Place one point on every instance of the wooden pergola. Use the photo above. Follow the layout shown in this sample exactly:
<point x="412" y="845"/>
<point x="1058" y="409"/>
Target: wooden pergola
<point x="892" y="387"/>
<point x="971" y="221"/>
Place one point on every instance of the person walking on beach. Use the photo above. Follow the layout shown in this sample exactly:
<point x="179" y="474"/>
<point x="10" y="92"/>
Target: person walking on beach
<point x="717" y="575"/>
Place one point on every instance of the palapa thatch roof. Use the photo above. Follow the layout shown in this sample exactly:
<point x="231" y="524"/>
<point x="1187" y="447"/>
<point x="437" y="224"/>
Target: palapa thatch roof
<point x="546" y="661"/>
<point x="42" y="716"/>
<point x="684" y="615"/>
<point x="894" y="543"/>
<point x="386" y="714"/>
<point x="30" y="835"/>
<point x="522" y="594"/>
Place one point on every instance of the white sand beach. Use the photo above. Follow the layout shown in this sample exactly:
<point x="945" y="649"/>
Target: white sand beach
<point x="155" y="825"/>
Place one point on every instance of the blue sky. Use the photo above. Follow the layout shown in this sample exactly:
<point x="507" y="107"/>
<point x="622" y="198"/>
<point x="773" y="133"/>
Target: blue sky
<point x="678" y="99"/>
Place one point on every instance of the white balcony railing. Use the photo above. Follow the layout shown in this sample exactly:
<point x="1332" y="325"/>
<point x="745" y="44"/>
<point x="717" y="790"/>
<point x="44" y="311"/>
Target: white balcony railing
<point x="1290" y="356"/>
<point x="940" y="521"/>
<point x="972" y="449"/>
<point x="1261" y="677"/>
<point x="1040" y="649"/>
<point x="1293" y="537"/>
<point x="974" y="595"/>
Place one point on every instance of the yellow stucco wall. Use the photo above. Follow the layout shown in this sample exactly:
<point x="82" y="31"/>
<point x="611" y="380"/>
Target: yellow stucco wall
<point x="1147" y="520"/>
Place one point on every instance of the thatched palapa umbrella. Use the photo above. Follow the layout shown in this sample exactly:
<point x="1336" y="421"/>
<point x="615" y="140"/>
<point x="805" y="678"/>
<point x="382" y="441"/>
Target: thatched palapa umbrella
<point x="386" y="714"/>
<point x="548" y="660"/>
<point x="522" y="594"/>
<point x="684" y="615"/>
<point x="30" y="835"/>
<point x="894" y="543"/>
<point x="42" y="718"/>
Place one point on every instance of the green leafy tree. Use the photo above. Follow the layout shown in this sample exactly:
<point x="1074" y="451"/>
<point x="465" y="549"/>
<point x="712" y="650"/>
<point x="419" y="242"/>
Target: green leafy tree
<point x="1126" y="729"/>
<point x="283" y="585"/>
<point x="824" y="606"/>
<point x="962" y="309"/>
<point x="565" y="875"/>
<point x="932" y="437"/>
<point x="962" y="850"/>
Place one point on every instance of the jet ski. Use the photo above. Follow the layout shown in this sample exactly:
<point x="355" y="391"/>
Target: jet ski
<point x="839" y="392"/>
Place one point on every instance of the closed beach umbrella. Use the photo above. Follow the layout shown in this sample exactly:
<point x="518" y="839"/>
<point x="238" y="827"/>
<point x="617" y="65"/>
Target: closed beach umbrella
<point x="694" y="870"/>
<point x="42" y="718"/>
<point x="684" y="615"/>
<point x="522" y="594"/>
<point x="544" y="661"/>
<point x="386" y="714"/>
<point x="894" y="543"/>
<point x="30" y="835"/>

....................

● PROBLEM DESCRIPTION
Using the material above, please reproduce each line exactly.

● RESPONSE TO THE EXERCISE
Place one point on every instance of the wooden pergola. Use the photo above. Follow the layout shown in this sample exactly:
<point x="412" y="845"/>
<point x="1058" y="409"/>
Target: wooden pergola
<point x="892" y="387"/>
<point x="971" y="221"/>
Place one point on every instance of the person walking on beach. Use the photo above. Follow the layout shown in this sample exactly:
<point x="179" y="474"/>
<point x="10" y="92"/>
Target: person walking on beach
<point x="717" y="575"/>
Place one point on every instance of the palapa thatch roof. Use the photo above. Follow the layout shown in this sample exactly:
<point x="231" y="524"/>
<point x="1187" y="447"/>
<point x="437" y="224"/>
Target: palapa thatch roof
<point x="546" y="661"/>
<point x="42" y="716"/>
<point x="684" y="615"/>
<point x="894" y="543"/>
<point x="386" y="714"/>
<point x="30" y="835"/>
<point x="522" y="594"/>
Place one point on every instance of the white sand beach. Use the photo above. Follow the layout shown in this sample exactly:
<point x="945" y="649"/>
Target: white sand beach
<point x="155" y="825"/>
Place one point on every instance of the blue sky. Use the photo above. Follow the layout shown in this sample exactly:
<point x="507" y="107"/>
<point x="622" y="198"/>
<point x="773" y="133"/>
Target: blue sky
<point x="678" y="99"/>
Place one point on every instance of the white balcony railing. Use the photo above. Follow the layout shown in this sample exactly:
<point x="1332" y="325"/>
<point x="745" y="44"/>
<point x="717" y="790"/>
<point x="44" y="311"/>
Target: white balcony railing
<point x="1290" y="356"/>
<point x="940" y="521"/>
<point x="972" y="449"/>
<point x="1261" y="677"/>
<point x="1040" y="649"/>
<point x="1293" y="537"/>
<point x="974" y="595"/>
Place one point on every instance of the yellow stucco wall. Use the photo above. Follow the layout shown in this sample exactly:
<point x="82" y="31"/>
<point x="611" y="380"/>
Target: yellow stucco wall
<point x="1147" y="520"/>
Place one point on every instance of the thatched palapa umbrella. Use the photo above. Follow the layout shown in this sample exactly:
<point x="1336" y="421"/>
<point x="615" y="140"/>
<point x="805" y="678"/>
<point x="382" y="441"/>
Target: thatched palapa umbrella
<point x="386" y="714"/>
<point x="548" y="660"/>
<point x="522" y="594"/>
<point x="684" y="615"/>
<point x="30" y="835"/>
<point x="894" y="543"/>
<point x="42" y="718"/>
Place one point on every instance of the green leafy tree. Use the photo above. Follow the layout shown in this sample exactly:
<point x="1074" y="451"/>
<point x="465" y="549"/>
<point x="712" y="650"/>
<point x="419" y="242"/>
Target: green leafy tree
<point x="1126" y="729"/>
<point x="283" y="585"/>
<point x="824" y="606"/>
<point x="962" y="309"/>
<point x="565" y="875"/>
<point x="932" y="437"/>
<point x="962" y="850"/>
Place one point on every instance of the jet ski. Use the photo above. Follow the layout shown in this sample exactly:
<point x="355" y="391"/>
Target: jet ski
<point x="839" y="392"/>
Place one point on every instance of the closed beach umbrella. Use the photo above. Follow the layout shown in this sample exactly:
<point x="518" y="839"/>
<point x="238" y="827"/>
<point x="617" y="65"/>
Target: closed beach umbrella
<point x="694" y="870"/>
<point x="42" y="718"/>
<point x="684" y="615"/>
<point x="522" y="594"/>
<point x="544" y="661"/>
<point x="386" y="714"/>
<point x="894" y="543"/>
<point x="30" y="835"/>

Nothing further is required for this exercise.